# [The request]
Put the lines below into a Markdown table with two columns, Row and Line. Number each row and leave out any blank lines.
_ _ _ _
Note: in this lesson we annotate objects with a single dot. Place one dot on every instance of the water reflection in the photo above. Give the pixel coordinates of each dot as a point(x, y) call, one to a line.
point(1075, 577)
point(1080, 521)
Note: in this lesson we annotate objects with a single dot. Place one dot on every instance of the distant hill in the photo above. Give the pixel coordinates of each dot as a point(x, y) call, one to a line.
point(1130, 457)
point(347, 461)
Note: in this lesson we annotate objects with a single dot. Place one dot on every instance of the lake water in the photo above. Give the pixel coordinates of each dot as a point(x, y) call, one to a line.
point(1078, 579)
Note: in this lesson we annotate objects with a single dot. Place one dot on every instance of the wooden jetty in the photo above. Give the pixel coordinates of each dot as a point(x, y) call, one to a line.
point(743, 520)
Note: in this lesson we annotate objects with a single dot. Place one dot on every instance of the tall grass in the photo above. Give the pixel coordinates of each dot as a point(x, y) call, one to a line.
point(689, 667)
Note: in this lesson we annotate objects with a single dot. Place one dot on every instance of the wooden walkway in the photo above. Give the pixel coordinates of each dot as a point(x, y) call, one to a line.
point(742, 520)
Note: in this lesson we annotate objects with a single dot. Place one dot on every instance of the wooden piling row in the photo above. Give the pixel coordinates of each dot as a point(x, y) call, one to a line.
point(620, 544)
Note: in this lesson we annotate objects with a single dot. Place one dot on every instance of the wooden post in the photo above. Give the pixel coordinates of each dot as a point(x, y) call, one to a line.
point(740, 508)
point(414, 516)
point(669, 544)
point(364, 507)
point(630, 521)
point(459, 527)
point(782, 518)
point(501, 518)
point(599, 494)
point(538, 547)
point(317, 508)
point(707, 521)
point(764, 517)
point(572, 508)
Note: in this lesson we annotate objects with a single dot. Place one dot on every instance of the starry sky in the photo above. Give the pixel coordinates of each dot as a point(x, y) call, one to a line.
_ _ _ _
# [Task solution]
| Row | Line |
|---|---|
| 1 | Note: in this lesson we annotate objects with a single dot. Place one dot on every instance of the water reflection in the photo above. Give the pixel coordinates of each dot as a point(x, y) call, one to a line. |
| 2 | point(1075, 577) |
| 3 | point(1080, 521) |
| 4 | Note: in this lesson we annotate objects with a single dot. Place one dot on every instance of the distant hill in the photo above. Give the pixel coordinates of each dot as a point(x, y) call, one to a line. |
| 5 | point(1130, 457) |
| 6 | point(347, 461) |
| 7 | Note: in this lesson we annotate objects with a single dot. Place one dot on every instance of the lake water in the photo above. Give the pixel coordinates of each dot as a point(x, y) call, one to a line. |
| 8 | point(1078, 579) |
| 9 | Note: in this lesson we annotate objects with a single dot. Place one dot on every instance of the wooden jetty in the photo above. Give the pixel coordinates of each dot as a point(x, y) call, one to a line. |
| 10 | point(743, 520) |
| 11 | Note: in this lesson we annotate objects with a single dot. Place one dot on every instance of the tall grass in the photo above. Give the pixel coordinates of each dot as a point(x, y) call, one to a line. |
| 12 | point(689, 667) |
| 13 | Note: in this lesson we annotate objects with a single dot. Place one dot on every instance of the wooden walkway in the photo above. Give the pixel coordinates of each dot as a point(x, y) call, one to a line. |
| 14 | point(742, 520) |
| 15 | Note: in this lesson we annotate objects with a single dot. Place one dot on every instance of the wooden piling row in the photo above. Give the pixel coordinates of each dot as a point(x, y) call, one to a line. |
| 16 | point(620, 544) |
| 17 | Note: in this lesson we annotate objects with a single dot. Place one dot on every instance of the wooden post in the photo above. Give the pixel coordinates of each dot as a point(x, y) call, one to a line. |
| 18 | point(740, 508) |
| 19 | point(414, 516) |
| 20 | point(669, 544) |
| 21 | point(364, 507) |
| 22 | point(630, 521) |
| 23 | point(459, 527) |
| 24 | point(782, 518) |
| 25 | point(501, 518) |
| 26 | point(599, 494) |
| 27 | point(538, 547) |
| 28 | point(317, 508) |
| 29 | point(707, 521) |
| 30 | point(764, 517) |
| 31 | point(572, 508) |
| 32 | Note: in this lesson we annotate objects with a single dot. Place one dot on every instance of the starry sky in the photo above. Give the pixel coordinates of each dot as a point(x, y) call, one to a line. |